_Problem requirements_: Reproduce the entries verbatim; no pictures.

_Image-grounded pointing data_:
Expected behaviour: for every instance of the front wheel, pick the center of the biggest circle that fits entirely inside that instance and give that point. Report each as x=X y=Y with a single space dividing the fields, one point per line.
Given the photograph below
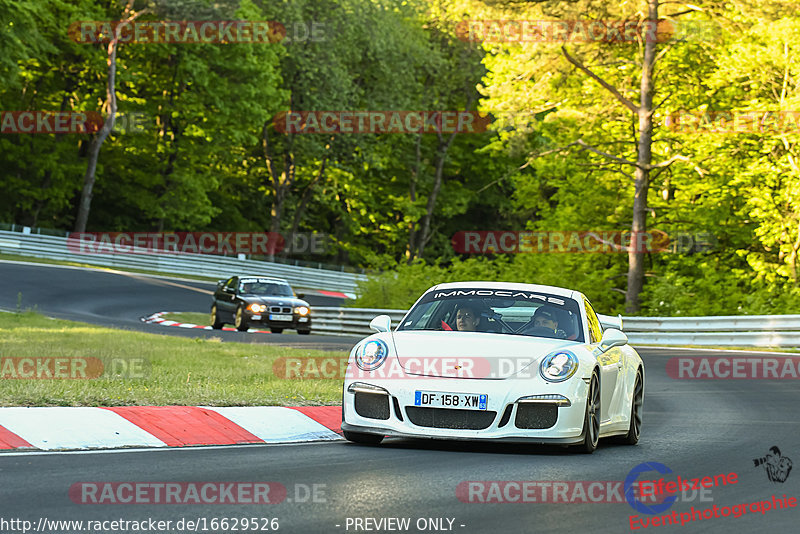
x=240 y=321
x=216 y=324
x=591 y=422
x=360 y=437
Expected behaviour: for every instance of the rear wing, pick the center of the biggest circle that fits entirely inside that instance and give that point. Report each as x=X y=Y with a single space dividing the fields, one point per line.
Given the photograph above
x=609 y=321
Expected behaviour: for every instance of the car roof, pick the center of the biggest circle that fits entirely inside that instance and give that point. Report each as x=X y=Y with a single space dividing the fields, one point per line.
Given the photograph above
x=553 y=290
x=267 y=278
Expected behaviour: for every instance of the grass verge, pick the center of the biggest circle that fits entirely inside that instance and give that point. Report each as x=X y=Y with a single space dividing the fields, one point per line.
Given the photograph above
x=176 y=370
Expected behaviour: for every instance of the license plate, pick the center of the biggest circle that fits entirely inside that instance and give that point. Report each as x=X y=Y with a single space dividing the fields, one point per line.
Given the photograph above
x=438 y=399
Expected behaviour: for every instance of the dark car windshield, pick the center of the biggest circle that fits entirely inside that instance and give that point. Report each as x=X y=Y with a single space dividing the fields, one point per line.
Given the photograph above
x=256 y=287
x=498 y=311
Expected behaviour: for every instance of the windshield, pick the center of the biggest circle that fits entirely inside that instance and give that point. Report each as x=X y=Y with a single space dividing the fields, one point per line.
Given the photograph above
x=259 y=287
x=497 y=311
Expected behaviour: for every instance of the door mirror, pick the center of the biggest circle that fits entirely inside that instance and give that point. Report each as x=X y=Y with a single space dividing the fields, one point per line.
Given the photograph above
x=612 y=338
x=382 y=323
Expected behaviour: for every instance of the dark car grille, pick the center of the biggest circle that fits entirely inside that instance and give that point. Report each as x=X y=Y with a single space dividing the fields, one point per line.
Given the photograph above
x=450 y=418
x=372 y=405
x=536 y=415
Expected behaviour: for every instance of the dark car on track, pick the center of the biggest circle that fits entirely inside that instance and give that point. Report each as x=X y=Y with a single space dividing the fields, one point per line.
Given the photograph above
x=247 y=301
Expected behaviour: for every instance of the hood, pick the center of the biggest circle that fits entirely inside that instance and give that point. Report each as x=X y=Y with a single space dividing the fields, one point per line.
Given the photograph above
x=470 y=354
x=273 y=300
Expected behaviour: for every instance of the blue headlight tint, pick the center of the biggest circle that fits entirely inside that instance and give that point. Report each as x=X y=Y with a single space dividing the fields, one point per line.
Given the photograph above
x=371 y=354
x=558 y=366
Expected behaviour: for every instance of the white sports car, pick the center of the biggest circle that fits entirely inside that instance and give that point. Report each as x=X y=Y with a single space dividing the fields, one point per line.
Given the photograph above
x=496 y=361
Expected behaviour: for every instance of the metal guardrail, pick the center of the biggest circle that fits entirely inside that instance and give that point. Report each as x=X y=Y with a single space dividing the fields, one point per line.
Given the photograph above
x=55 y=248
x=730 y=331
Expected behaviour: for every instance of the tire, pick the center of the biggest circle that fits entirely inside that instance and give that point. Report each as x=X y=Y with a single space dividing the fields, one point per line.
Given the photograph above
x=240 y=321
x=635 y=429
x=364 y=439
x=591 y=421
x=216 y=324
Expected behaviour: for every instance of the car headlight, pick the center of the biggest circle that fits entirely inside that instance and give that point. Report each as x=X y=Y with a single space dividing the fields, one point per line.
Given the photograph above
x=371 y=354
x=558 y=366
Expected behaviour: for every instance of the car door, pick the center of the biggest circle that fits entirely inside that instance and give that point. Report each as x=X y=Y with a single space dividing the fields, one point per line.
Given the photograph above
x=610 y=365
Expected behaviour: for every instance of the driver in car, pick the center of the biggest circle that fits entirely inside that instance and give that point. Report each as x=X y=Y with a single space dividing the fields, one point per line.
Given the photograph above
x=545 y=317
x=467 y=318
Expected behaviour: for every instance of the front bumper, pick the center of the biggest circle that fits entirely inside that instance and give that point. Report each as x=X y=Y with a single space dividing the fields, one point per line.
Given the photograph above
x=391 y=411
x=297 y=322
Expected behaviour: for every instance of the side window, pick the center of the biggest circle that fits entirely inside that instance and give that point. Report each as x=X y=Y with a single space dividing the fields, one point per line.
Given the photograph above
x=595 y=332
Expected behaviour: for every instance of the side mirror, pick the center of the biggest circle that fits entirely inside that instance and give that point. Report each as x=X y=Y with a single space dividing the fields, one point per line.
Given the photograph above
x=381 y=323
x=612 y=338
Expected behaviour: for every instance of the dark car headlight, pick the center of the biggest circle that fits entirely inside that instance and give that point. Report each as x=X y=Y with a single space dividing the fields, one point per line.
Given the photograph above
x=371 y=354
x=558 y=366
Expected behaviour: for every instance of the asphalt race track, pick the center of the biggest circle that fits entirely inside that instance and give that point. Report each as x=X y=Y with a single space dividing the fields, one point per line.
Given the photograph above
x=697 y=428
x=118 y=300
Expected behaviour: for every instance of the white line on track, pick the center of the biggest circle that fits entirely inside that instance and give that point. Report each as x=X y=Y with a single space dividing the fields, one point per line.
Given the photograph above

_Answer box_:
Expected behaviour: for every instance of the front wheel, pick the center of the biggest circle that fits entirely inside that instance and give that point. Report each as x=X y=Y with a single space dividing the fields, one point per line.
Given the photograph below
x=240 y=321
x=216 y=324
x=591 y=422
x=360 y=437
Expected behaviour: for every instance of the rear wing, pick the center of the biggest circle that fits entirely inside that instance and give that point. Report each as x=X y=Y with a single space dividing the fields, one point per line.
Given the photograph above
x=609 y=321
Expected behaviour: for every instance of the car roof, pick the center of the biggest circle that fits entirely inside that instance and give that point. Report each as x=X y=Y with a single space dividing the fields, one point per line.
Given the photograph above
x=553 y=290
x=267 y=278
Expected behaviour: for every instance of the grass verge, pick the center of the biggest circle that fits entirely inside that instance and give that point. Report each as x=X y=Y with a single space dividing the fields, one point per line.
Given the photograph above
x=176 y=370
Expected behaviour: for every instance of the license plate, pick the center of the biggest circle that fits entirely inside that instance and give that point. Report each as x=X y=Y with a single space dividing the fields, one point per line.
Given the photograph above
x=438 y=399
Expected behaviour: for every instance of the dark car windshield, pick the center of the biggest circle that fits entirely inside that instance and give that point. Report each as x=X y=Y with a single space dividing the fields, one point per line.
Given the photograph above
x=256 y=287
x=498 y=311
Expected behaviour: for every instance of the windshield, pick the center of the biggest circle that fits entirely inside that instance and give that point. Report each as x=X y=Y with a single space dividing the fields, one point per line.
Given the photograph above
x=259 y=287
x=497 y=311
Expected behaviour: for every instance of the door mirror, pick the center of the biggest circle that fits entirely inside that instance and give that point. Report each as x=X y=Y with a single space dividing the fields, one point per line.
Given the photograph above
x=612 y=338
x=382 y=323
Expected behaviour: for every instance of the dark car grille, pick the center of the biggest circle that fits entirely inside that instance and give that point. Report each as x=X y=Y with a single space dividing the fields, one point per line.
Given the photograph above
x=450 y=418
x=372 y=405
x=536 y=415
Expected behaviour: for every instance of the dark car on track, pick the center of the biggest circle that fits entirely inside that instance and give that point. Report each as x=X y=Y with a single space dividing the fields, one point per line.
Given the photograph above
x=247 y=301
Expected behaviour: for every instance of the hood, pick the center of the biggest circle that fits entirely inside that instance and give that point. Report each as x=X y=Y with a single space dividing the fields, one point per line.
Given the photograph above
x=470 y=354
x=273 y=300
Expected behaviour: for every instance of the blue headlight tint, pick the center of the biggest circle that fits entirely inside that instance and give that point. Report each as x=X y=Y with a single space dividing the fields, one point per line.
Given the photograph above
x=371 y=354
x=558 y=366
Expected behaviour: for every instance of the white sports car, pick the center of the biggest circle that fits entirely inside that instance and give that point. Report each as x=X y=Y with a single space dividing the fields, one point per line.
Given the photograph above
x=496 y=361
Expected behaviour: for every instance of the metal guardrail, pick the center of the biggest circle that fits entirely inside that instance and give that point. Report each as x=X y=Y with a single space dividing the fields, one point per line.
Given the photograph above
x=55 y=248
x=730 y=331
Expected behaviour: for every instance of the tire, pick the center of the biggest circle that fits entirely inside that instance and give that point. Report each as x=X y=Y with a single space dividing the fields, one point per line.
Given the photograph above
x=240 y=321
x=635 y=429
x=364 y=439
x=591 y=421
x=216 y=324
Expected behaviour: for every instance of the car headlight, pick the center of the biggest circle that fits entirely inside that instance and give that point. Report each as x=X y=Y with a single space dividing the fields, one point per line.
Given the photograph above
x=371 y=354
x=558 y=366
Expected behaviour: for every instance of the car door, pick the center of the biggest circle that fits entirely inside that instance and give that point. Report each as x=X y=Y with a single space dividing the fields, one point per line.
Given the photograph above
x=610 y=365
Expected behaviour: for every instance of the driver in car, pick the center of the biggest circle that fits entirely inside that instance and give that point. Report each as x=X y=Y with a single space dividing the fields, one point per line.
Given the photograph above
x=545 y=317
x=467 y=318
Expected behaviour: for every instance of the front bumper, pick the center of the biggest circle that fits entirely inside that instance and give that point. Report each as x=X y=Y with a single space dividing the fields, one point per line.
Given the photograph above
x=391 y=411
x=297 y=322
Expected behaviour: for every instance of the side window, pick the center of the biggest circle that fits entirely inside that instance and give that point. Report each as x=X y=Y with a single space dividing the fields, one point per line.
Given the photograph above
x=595 y=332
Expected behaviour: for every instance of the side mirror, pick the center of the biggest circle that fits entirely inside that instance and give that point. Report each as x=X y=Y with a single space dividing the fields, one point per line.
Given the photograph above
x=381 y=323
x=612 y=338
Expected behaviour: for every instance of the dark car headlight, pick the center of the biggest circle that fits entirely inside that instance and give that point. Report each as x=X y=Y with a single space dividing the fields, one point per line.
Given the photograph above
x=371 y=354
x=558 y=366
Expected behaviour: for every instance of the asphalt race track, pick the center of the biggest circle that fits entirely inside that instance and give that point. Report each as x=X y=Y with a single space dividing the fields, one point per line.
Given the photograph above
x=697 y=428
x=118 y=300
Expected behaviour: for every instance of the white line on track, pick the center of the biggest circle that fits entirely inside that instance and give that point. Report each as x=X y=Y with a single space dividing the fields, one point per line.
Given the photograph above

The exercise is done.